## FRAGMENTO PARA LEER:
>>
Miguel Moctezuma L
Miguel Moctezuma L

Comprender en lugar de negar

 

Despojo, saqueo, expulsión son los actos violentos que preceden a la desposesión de derechos que acompañan al desplazamiento forzado de las comunidades de Jerez, Valparaíso y Tepetongo. Éstas son acciones violentas promovidas por la delincuencia organizada y por los magnates de la gran minería asentada en Zacatecas. La primera de ellas se realiza en ausencia de un Estado de derecho, mientras que la segunda se lleva a cabo desde el derecho mismo, y por tanto, tolerada por el Estado. En ambos casos se busca como objetivo el control territorial, el primero se hace con las armas y el segundo con la ley.
<<
## ENTRADAS DEL EJERCICIO:
>>
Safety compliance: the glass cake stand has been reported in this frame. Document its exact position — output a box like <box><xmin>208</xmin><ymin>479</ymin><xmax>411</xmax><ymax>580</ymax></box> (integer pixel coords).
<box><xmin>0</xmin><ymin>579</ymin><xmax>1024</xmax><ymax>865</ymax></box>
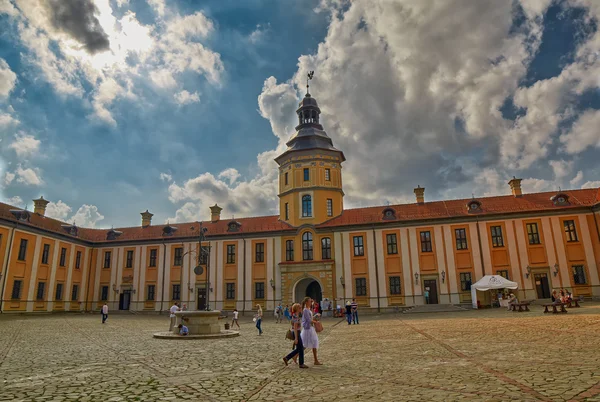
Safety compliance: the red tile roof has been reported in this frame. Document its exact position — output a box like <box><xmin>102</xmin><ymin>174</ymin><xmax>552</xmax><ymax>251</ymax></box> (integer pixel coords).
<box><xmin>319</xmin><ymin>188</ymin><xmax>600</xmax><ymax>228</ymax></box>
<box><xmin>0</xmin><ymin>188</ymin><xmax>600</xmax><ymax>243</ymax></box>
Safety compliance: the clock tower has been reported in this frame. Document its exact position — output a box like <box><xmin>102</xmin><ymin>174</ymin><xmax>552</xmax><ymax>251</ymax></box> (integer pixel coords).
<<
## REQUISITOS DEL EJERCICIO:
**a.** ¿Cómo resumirías en dos oraciones el fragmento sobre el desplazamiento forzado en Zacatecas?
**b.** Presenta como tabla Markdown, con las columnas Núm y Contenido, las líneas de las entradas: empieza en la que contiene "Safety compliance: the red" y sigue hasta el final de las entradas, ambas incluidas. Omite las líneas en blanco.

## RESULTADOS POR TAREA:
**a.** El desplazamiento forzado de las comunidades de Jerez, Valparaíso y Tepetongo va precedido de despojo, saqueo y expulsión, acciones violentas promovidas por la delincuencia organizada y por los magnates de la gran minería asentada en Zacatecas. La delincuencia actúa con las armas en ausencia de un Estado de derecho, mientras que la minería actúa desde el derecho mismo y con la tolerancia del Estado, y ambas buscan el control territorial.

**b.**
| Núm | Contenido |
|---|---|
| 1 | Safety compliance: the red tile roof has been reported in this frame. Document its exact position — output a box like <box><xmin>102</xmin><ymin>174</ymin><xmax>552</xmax><ymax>251</ymax></box> (integer pixel coords). |
| 2 | <box><xmin>319</xmin><ymin>188</ymin><xmax>600</xmax><ymax>228</ymax></box> |
| 3 | <box><xmin>0</xmin><ymin>188</ymin><xmax>600</xmax><ymax>243</ymax></box> |
| 4 | Safety compliance: the clock tower has been reported in this frame. Document its exact position — output a box like <box><xmin>102</xmin><ymin>174</ymin><xmax>552</xmax><ymax>251</ymax></box> (integer pixel coords). |